Add support for directly accessing kernel module variables from BPF programs
using special ldimm64 instructions. This functionality builds upon vmlinux
ksym support, but extends ldimm64 with src_reg=BPF_PSEUDO_BTF_ID to allow
specifying kernel module BTF's FD in insn[1].imm field.

During BPF program load time, verifier will resolve FD to BTF object and will
take reference on BTF object itself and, for module BTFs, corresponding module
as well, to make sure it won't be unloaded from under running BPF program. The
mechanism used is similar to how bpf_prog keeps track of used bpf_maps.

Better naming suggestions for struct btf_mod_pair is greatly appreciated.

### SUPPLIED DATA
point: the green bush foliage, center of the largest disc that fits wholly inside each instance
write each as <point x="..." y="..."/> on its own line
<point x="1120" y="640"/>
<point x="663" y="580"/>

### TASK INSTRUCTIONS
**A)** According to the BPF patch description, which field holds the kernel module BTF's FD?
**B)** Based on the BPF patch description, explain why the verifier takes a reference on the BTF object and, for module BTFs, on the matching module during program load.
The data comes from a separate source, not from the BPF patch description.

### SOLUTIONS FOR EACH TASK
**A)** The insn[1].imm field.

**B)** The verifier holds these references so they can't be unloaded from under a running BPF program. The approach is similar to how bpf_prog keeps track of the bpf_maps it uses.